------ INFORMATION GIVEN
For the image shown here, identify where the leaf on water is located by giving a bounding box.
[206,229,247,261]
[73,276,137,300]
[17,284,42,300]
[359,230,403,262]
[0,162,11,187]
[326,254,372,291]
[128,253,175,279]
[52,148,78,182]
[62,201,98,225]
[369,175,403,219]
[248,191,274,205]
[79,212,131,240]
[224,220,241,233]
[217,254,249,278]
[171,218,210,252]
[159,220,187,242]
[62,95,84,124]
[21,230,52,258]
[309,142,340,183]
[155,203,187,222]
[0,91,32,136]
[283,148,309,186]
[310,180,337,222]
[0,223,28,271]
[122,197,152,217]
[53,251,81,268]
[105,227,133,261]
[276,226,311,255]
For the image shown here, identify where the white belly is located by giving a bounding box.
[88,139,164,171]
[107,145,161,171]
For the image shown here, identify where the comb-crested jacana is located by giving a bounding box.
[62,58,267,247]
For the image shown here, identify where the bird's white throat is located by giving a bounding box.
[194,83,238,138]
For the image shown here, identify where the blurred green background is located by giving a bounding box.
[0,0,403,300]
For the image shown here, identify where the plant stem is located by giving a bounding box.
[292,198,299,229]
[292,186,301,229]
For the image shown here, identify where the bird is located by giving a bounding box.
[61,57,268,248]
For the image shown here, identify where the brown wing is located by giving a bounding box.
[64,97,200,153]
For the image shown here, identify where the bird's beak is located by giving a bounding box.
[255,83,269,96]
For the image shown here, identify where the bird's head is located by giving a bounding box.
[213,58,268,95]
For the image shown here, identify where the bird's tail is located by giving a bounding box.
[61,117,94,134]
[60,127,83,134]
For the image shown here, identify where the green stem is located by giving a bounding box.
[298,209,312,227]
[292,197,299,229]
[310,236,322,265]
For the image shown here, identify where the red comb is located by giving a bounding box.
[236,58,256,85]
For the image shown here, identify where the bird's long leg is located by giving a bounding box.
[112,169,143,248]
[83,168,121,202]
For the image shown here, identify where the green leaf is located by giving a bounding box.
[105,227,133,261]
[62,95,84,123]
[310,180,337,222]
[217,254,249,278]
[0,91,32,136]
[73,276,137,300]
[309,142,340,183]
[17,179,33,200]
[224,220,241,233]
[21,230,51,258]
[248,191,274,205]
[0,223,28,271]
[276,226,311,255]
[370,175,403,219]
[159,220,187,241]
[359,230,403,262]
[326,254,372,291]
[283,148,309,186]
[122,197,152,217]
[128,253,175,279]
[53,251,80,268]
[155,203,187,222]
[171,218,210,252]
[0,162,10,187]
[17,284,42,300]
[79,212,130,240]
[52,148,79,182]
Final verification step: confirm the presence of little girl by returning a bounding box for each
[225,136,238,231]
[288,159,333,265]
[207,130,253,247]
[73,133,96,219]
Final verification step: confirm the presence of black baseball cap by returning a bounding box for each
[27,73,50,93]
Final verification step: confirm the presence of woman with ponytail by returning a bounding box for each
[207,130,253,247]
------------
■ EXERCISE DIRECTIONS
Format the listing above, from the line with "For the image shown here, identify where the brown" up to and including the line with "[213,58,268,95]", as a Markdown table with the columns Row and Text, numbering each line and omitting blank lines.

■ RESPONSE
| Row | Text |
|---|---|
| 1 | For the image shown here, identify where the brown wing is located by giving a bounding box. |
| 2 | [64,97,200,153] |
| 3 | For the image shown here, identify where the bird's beak is located by giving a bounding box. |
| 4 | [255,83,269,96] |
| 5 | For the image shown here, identify where the bird's head is located by giving a bounding box. |
| 6 | [213,58,268,95] |